GIVEN INSTRUCTION = Rewrite the passage on the Primus single from "The band's frontman" up to and including "body of work.", replacing "football" with "hockey" wherever it occurs.

QUOTED PASSAGE =
□ □ □ □

"John the Fisherman" is the debut single by American rock band Primus. It was first released on December 30, 1989 on the live album Suck on This, then re-released a year later on May 17, 1990, this time on their debut studio album Frizzle Fry as the lead single.

The band's frontman Les Claypool said of the song:  "John the Fisherman" was written so long ago. I like to write about things I know about so that I don’t sound like a dipshit talking over my head. I fish. Some dads take their kids to football games or baseball games. My dad took me fishing. That’s what we did, almost every weekend. My uncle, my grandfather, that’s what we did. It’s a big part of my history. So, for me, it was always easy to write about. These fishing songs kept popping up, themes about the ocean, and it made it like a chronicle, a subdivision of our body of work.

□ □ □ □

Named object pointing entries =
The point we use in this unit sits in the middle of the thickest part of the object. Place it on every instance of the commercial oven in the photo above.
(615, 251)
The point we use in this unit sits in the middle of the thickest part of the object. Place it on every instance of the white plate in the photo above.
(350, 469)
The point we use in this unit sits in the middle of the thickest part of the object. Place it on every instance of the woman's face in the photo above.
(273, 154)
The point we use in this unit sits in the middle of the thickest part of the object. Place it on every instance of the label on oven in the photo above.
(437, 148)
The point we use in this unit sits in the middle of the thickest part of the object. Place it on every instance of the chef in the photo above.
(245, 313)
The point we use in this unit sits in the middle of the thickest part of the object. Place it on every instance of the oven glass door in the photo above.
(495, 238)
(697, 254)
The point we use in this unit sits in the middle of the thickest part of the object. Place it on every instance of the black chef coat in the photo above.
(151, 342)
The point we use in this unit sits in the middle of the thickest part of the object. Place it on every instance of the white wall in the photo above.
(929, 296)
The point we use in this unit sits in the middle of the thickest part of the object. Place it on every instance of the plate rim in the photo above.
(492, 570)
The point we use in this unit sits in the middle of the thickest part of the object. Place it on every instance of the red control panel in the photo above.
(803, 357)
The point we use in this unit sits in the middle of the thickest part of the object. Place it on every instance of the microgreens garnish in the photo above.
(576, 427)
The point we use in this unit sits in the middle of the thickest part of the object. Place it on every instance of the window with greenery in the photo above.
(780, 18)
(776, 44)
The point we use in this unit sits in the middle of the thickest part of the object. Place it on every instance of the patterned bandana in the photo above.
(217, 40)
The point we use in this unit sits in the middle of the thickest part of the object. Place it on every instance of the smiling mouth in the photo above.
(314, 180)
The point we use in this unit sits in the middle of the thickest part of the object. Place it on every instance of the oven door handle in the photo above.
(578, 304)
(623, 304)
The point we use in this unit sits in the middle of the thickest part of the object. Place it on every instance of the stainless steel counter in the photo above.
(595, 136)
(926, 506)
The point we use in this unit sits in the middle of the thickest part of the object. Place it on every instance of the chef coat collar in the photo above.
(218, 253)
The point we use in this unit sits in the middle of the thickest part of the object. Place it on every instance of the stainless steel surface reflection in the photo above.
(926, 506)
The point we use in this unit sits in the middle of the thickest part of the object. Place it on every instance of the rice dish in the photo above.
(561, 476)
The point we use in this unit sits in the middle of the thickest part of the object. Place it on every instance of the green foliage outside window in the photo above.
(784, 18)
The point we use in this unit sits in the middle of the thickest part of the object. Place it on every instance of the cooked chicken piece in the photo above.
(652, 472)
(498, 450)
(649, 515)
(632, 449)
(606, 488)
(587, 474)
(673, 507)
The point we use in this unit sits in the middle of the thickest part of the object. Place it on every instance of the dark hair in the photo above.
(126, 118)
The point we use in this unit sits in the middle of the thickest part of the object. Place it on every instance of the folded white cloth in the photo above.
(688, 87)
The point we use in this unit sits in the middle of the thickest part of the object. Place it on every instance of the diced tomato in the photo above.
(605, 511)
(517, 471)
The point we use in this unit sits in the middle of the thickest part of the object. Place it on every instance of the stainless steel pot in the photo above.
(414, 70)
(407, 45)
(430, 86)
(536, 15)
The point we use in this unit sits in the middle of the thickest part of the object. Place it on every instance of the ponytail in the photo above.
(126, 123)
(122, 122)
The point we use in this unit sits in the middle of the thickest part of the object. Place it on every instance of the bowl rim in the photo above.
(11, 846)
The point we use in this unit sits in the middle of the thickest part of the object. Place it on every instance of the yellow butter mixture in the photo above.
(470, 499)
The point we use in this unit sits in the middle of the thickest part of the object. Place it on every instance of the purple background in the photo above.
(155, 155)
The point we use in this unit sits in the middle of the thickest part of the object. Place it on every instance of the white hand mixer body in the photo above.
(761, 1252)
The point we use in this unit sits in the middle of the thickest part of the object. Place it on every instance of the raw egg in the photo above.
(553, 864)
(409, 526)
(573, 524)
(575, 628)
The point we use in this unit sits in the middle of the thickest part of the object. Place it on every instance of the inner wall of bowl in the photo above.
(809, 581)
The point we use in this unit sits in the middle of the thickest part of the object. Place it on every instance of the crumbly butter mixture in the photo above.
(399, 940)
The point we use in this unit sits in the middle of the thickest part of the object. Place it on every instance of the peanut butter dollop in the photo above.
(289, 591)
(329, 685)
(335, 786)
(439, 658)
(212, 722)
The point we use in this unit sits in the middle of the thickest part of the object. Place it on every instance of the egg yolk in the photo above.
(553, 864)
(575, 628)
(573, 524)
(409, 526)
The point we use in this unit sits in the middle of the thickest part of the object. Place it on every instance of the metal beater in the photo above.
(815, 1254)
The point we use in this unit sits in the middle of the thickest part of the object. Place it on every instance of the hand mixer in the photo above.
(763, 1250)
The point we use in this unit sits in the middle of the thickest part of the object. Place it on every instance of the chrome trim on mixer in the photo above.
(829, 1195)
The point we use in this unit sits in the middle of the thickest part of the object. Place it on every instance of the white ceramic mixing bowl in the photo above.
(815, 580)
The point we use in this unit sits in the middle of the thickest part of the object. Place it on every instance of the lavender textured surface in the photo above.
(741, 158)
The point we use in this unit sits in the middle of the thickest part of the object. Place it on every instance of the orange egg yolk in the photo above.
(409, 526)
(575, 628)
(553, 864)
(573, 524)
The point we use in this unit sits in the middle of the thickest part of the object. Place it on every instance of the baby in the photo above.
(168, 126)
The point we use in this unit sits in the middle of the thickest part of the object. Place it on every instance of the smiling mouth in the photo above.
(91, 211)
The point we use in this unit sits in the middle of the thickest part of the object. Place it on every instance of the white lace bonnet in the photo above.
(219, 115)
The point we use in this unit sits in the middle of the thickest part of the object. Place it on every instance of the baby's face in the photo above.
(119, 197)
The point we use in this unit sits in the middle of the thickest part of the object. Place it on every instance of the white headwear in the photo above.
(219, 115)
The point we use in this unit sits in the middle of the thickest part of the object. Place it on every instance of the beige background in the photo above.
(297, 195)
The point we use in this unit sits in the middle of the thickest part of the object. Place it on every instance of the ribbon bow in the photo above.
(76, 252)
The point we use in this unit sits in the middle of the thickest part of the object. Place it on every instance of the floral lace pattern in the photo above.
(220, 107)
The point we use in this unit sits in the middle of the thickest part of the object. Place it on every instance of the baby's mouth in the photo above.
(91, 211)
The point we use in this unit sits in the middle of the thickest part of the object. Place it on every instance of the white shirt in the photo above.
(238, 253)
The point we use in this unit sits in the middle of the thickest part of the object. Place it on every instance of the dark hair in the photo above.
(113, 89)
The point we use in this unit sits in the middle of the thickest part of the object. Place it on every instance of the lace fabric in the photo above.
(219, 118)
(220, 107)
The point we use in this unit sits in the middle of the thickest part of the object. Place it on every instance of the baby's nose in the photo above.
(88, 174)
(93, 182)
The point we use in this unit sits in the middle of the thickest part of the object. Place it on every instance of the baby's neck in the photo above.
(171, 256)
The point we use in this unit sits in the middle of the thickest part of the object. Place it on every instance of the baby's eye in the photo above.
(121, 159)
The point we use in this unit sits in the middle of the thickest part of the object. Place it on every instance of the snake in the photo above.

□ □ □ □

TASK RESULT =
The band's frontman Les Claypool said of the song:  "John the Fisherman" was written so long ago. I like to write about things I know about so that I don’t sound like a dipshit talking over my head. I fish. Some dads take their kids to hockey games or baseball games. My dad took me fishing. That’s what we did, almost every weekend. My uncle, my grandfather, that’s what we did. It’s a big part of my history. So, for me, it was always easy to write about. These fishing songs kept popping up, themes about the ocean, and it made it like a chronicle, a subdivision of our body of work.